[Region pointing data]

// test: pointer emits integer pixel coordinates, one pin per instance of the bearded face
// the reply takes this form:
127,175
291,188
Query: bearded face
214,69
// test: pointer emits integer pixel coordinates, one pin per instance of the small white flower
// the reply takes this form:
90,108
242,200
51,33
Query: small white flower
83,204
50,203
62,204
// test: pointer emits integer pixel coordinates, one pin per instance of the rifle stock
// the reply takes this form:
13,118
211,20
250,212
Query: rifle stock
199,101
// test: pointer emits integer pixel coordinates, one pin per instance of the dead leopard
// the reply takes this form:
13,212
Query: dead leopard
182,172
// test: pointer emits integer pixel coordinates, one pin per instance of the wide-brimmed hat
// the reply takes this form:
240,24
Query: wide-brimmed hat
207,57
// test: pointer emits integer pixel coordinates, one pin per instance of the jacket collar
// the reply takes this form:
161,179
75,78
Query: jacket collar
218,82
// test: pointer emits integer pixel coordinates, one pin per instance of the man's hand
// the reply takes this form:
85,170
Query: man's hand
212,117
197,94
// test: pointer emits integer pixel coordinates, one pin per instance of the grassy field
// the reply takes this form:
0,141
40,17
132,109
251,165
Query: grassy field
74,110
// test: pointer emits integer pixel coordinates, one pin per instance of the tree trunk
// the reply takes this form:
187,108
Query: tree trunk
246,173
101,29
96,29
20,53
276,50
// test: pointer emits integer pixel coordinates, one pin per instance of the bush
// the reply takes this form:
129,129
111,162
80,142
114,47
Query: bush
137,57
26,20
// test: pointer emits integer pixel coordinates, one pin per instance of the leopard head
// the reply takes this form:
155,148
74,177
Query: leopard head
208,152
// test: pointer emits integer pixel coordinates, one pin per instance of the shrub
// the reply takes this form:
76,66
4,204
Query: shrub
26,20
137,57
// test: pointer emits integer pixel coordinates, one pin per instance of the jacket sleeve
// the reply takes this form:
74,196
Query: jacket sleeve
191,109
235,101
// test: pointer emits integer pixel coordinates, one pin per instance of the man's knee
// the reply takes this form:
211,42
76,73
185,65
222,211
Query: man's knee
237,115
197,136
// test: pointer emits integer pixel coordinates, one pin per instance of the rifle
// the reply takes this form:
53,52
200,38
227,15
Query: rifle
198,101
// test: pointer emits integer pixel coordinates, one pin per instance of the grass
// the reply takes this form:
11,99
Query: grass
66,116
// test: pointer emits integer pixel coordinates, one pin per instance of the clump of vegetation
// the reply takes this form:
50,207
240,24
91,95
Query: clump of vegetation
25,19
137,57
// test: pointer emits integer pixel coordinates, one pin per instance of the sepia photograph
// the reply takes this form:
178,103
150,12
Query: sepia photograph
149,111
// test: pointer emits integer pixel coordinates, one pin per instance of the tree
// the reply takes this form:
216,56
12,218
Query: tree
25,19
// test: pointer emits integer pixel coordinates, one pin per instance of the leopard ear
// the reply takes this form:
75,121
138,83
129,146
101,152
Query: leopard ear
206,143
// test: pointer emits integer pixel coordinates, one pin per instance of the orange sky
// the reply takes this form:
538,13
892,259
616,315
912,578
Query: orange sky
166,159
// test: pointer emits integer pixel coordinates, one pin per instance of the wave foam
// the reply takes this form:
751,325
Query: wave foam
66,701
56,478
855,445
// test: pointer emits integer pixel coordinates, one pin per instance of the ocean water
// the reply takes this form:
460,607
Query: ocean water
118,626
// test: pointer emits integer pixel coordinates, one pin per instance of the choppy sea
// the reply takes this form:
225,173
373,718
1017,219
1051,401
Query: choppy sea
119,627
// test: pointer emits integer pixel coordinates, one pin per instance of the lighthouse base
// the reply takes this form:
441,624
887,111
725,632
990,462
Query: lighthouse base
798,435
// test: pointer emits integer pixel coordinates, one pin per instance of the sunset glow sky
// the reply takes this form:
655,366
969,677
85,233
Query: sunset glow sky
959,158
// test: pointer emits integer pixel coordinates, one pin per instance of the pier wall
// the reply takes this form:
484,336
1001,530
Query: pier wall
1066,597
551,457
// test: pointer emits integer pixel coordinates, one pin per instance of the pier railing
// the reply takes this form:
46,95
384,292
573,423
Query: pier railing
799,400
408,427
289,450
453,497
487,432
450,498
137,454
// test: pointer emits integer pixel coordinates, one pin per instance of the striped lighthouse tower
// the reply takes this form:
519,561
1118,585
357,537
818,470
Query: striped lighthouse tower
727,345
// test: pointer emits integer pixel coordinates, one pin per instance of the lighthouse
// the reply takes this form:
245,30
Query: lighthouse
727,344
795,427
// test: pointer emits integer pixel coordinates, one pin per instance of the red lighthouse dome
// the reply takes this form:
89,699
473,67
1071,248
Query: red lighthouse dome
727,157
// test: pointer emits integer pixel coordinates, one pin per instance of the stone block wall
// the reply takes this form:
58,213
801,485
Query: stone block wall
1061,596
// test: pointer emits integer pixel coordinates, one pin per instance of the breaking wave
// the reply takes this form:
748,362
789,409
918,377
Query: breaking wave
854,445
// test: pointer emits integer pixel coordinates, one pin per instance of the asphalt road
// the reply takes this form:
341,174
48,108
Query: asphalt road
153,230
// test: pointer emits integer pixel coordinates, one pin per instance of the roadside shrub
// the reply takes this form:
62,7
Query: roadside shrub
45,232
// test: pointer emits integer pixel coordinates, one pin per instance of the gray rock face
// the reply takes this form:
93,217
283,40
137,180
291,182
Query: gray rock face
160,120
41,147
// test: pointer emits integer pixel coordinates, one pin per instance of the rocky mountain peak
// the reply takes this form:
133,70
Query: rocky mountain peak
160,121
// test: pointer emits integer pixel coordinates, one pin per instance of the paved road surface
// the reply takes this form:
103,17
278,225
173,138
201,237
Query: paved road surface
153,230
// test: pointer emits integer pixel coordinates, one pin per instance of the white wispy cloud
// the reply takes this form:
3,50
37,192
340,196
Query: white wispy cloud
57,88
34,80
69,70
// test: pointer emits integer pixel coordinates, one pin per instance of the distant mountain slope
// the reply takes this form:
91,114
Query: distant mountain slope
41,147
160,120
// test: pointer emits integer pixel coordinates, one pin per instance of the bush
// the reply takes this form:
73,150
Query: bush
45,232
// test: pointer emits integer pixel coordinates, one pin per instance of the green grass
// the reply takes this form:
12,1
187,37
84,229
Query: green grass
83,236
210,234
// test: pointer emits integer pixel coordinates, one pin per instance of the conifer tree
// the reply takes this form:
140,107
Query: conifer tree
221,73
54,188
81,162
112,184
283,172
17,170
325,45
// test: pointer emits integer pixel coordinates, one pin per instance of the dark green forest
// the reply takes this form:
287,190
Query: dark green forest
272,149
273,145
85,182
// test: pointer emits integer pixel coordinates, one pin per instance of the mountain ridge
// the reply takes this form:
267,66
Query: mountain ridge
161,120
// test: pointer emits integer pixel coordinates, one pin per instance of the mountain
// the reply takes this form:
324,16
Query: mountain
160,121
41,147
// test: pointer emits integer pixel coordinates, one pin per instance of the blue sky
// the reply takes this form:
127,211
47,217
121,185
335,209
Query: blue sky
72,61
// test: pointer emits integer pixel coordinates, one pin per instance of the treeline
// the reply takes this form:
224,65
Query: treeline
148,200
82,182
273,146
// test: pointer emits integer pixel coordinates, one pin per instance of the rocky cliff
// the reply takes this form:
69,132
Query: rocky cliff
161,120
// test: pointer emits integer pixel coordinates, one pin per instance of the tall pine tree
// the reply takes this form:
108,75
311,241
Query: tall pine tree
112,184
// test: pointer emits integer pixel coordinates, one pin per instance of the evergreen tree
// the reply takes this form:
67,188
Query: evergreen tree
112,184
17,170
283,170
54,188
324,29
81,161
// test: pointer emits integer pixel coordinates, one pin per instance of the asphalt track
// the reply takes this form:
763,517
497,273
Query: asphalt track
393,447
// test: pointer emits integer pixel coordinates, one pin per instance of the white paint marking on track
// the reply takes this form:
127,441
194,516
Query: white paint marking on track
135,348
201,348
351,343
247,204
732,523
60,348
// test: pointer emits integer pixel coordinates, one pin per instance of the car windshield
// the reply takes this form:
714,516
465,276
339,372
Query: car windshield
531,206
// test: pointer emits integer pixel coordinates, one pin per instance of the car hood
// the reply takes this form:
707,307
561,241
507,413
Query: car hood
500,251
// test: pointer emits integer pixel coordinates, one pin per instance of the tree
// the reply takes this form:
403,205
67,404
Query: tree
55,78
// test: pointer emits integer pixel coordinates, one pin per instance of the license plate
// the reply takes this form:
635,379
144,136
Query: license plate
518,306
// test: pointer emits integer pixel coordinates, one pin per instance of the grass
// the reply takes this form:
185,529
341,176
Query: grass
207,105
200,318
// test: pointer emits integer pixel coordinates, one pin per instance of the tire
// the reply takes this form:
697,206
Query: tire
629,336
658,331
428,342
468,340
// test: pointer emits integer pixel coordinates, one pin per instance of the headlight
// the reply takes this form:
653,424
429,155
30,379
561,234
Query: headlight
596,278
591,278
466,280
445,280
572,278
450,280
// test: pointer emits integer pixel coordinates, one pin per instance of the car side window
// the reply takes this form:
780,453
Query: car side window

*Task description*:
Tell how many lines of the entries above include "window". The answer should be the number and nothing more.

*Problem solution*:
2